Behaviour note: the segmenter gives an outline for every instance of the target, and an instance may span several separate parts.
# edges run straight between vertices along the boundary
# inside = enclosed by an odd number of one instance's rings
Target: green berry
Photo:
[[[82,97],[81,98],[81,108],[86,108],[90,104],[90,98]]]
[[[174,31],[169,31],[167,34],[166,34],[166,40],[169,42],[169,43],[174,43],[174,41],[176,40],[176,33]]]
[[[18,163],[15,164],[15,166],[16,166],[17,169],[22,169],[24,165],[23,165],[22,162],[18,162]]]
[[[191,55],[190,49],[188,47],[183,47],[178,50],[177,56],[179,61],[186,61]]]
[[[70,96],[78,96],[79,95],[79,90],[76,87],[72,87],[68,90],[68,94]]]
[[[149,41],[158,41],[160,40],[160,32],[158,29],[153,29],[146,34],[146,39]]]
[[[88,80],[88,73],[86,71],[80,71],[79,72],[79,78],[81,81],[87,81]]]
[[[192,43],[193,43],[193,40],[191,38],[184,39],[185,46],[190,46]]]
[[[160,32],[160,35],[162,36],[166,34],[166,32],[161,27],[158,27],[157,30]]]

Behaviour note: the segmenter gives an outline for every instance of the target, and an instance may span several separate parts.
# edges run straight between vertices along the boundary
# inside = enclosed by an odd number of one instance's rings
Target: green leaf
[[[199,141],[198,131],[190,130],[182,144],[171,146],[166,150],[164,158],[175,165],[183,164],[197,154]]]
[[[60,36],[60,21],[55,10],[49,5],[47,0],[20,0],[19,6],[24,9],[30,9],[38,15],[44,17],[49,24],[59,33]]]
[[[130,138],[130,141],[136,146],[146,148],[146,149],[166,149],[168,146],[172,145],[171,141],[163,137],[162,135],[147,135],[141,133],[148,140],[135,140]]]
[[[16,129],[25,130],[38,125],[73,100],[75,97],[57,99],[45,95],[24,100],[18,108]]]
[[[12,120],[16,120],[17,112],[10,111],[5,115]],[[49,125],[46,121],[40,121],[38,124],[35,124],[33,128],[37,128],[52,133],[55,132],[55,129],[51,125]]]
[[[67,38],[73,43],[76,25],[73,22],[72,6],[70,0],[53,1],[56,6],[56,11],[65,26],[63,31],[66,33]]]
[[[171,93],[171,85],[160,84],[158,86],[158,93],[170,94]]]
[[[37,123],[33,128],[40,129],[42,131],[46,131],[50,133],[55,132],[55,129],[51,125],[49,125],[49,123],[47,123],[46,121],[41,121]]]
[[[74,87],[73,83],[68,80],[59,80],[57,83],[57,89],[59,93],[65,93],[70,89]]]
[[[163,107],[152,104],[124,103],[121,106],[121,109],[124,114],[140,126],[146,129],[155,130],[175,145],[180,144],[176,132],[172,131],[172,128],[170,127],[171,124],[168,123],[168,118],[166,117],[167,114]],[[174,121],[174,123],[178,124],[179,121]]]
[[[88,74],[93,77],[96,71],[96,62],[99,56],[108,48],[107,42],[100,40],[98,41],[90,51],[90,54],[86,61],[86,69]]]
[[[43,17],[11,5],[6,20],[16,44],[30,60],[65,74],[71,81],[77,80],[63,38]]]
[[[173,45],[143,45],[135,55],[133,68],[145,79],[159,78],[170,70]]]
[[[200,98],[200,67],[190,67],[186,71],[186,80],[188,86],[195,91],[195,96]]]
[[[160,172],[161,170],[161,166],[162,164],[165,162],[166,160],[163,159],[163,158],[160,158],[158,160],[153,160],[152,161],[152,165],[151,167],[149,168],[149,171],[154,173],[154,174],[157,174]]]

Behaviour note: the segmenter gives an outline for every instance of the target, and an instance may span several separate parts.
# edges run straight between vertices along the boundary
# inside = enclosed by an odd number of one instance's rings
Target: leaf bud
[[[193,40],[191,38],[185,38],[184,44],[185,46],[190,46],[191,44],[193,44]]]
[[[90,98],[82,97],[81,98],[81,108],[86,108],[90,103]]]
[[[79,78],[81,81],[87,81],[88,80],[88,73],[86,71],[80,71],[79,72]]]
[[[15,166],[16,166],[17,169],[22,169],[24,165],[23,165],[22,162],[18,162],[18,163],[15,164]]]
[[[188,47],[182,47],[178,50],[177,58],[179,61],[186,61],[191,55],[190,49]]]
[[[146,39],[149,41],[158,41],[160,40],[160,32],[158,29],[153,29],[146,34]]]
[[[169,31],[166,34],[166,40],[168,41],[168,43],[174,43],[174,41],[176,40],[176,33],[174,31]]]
_ _ _ _ _
## ÉNONCÉ DU PROBLÈME
Recopiez à l'identique chaque ligne des trois enregistrements ci-dessus, sans rien modifier.

## RÉSULTAT OBTENU
Behaviour note: the segmenter gives an outline for every instance of the target, and an instance may span several separate parts.
# edges run straight between vertices along the boundary
# inside = enclosed by an odd number of one instance's rings
Target: green berry
Photo:
[[[82,97],[81,98],[81,108],[86,108],[90,104],[90,98]]]
[[[174,31],[169,31],[167,34],[166,34],[166,40],[169,42],[169,43],[174,43],[174,41],[176,40],[176,33]]]
[[[18,163],[15,164],[15,166],[16,166],[17,169],[22,169],[24,165],[23,165],[22,162],[18,162]]]
[[[191,55],[190,49],[188,47],[183,47],[178,50],[177,56],[179,61],[186,61]]]
[[[70,96],[78,96],[79,95],[79,90],[76,87],[72,87],[68,90],[68,94]]]
[[[149,41],[158,41],[160,40],[160,32],[158,29],[153,29],[146,34],[146,39]]]
[[[88,80],[88,73],[86,71],[80,71],[79,72],[79,78],[81,81],[87,81]]]
[[[192,43],[193,43],[193,40],[191,38],[184,39],[185,46],[190,46]]]
[[[160,32],[160,35],[162,36],[166,34],[166,32],[161,27],[158,27],[157,30]]]

Behaviour note: the segmenter gives an outline for every instance of the target, and an instance may span several separate parts.
# edges run straight between vertices along the boundary
# inside = enclosed by an odd number of one instance's rings
Target: green leaf
[[[199,141],[198,131],[190,130],[182,144],[171,146],[166,150],[164,158],[175,165],[183,164],[197,154]]]
[[[60,36],[60,21],[55,10],[49,5],[47,0],[20,0],[19,6],[24,9],[30,9],[38,15],[44,17],[49,24],[59,33]]]
[[[130,138],[130,141],[136,146],[146,148],[146,149],[166,149],[168,146],[172,145],[171,141],[163,137],[162,135],[147,135],[141,133],[148,140],[135,140]]]
[[[16,129],[25,130],[38,125],[73,100],[75,97],[57,99],[45,95],[24,100],[18,108]]]
[[[12,120],[16,120],[17,112],[10,111],[5,115]],[[49,125],[46,121],[40,121],[38,124],[35,124],[33,128],[37,128],[52,133],[55,132],[55,129],[51,125]]]
[[[67,38],[73,43],[76,25],[73,22],[72,6],[70,0],[53,1],[56,6],[56,11],[65,26],[63,31],[66,33]]]
[[[171,93],[171,85],[160,84],[158,86],[158,93],[170,94]]]
[[[37,123],[33,128],[40,129],[42,131],[46,131],[50,133],[55,132],[55,129],[51,125],[49,125],[49,123],[47,123],[46,121],[41,121]]]
[[[74,87],[73,83],[68,80],[59,80],[57,83],[57,89],[59,93],[65,93],[70,89]]]
[[[163,107],[152,104],[124,103],[121,106],[121,109],[124,114],[140,126],[146,129],[155,130],[175,145],[180,144],[176,132],[172,131],[172,128],[170,127],[171,124],[168,123],[168,118],[166,117],[167,114]],[[174,121],[174,123],[178,124],[179,121]]]
[[[88,74],[93,77],[96,71],[96,62],[99,56],[108,48],[107,42],[100,40],[98,41],[90,51],[90,54],[86,61],[86,69]]]
[[[43,17],[11,5],[6,20],[16,44],[30,60],[65,74],[71,81],[77,80],[63,38]]]
[[[173,45],[143,45],[135,55],[133,68],[145,79],[159,78],[170,70]]]
[[[200,98],[200,67],[190,67],[186,71],[186,80],[188,86],[195,91],[195,96]]]
[[[160,172],[161,170],[161,166],[162,164],[165,162],[166,160],[163,159],[163,158],[160,158],[158,160],[153,160],[152,161],[152,165],[151,167],[149,168],[149,171],[154,173],[154,174],[157,174]]]

Behaviour note: the segmenter gives an outline for every instance of the target, and an instance may span several separate parts.
# edges run straight between vertices along the boundary
# inside = enclosed by an odd number of one instance's rings
Target: leaf bud
[[[193,40],[191,38],[185,38],[184,44],[185,46],[190,46],[191,44],[193,44]]]
[[[90,98],[82,97],[81,98],[81,108],[86,108],[90,103]]]
[[[79,78],[81,81],[87,81],[88,80],[88,73],[86,71],[80,71],[79,72]]]
[[[15,166],[16,166],[17,169],[22,169],[24,165],[23,165],[22,162],[18,162],[18,163],[15,164]]]
[[[188,47],[182,47],[178,50],[177,58],[179,61],[186,61],[191,55],[190,49]]]
[[[146,39],[149,41],[158,41],[160,40],[160,32],[158,29],[153,29],[146,34]]]
[[[169,31],[166,34],[166,40],[168,41],[168,43],[174,43],[174,41],[176,40],[176,33],[174,31]]]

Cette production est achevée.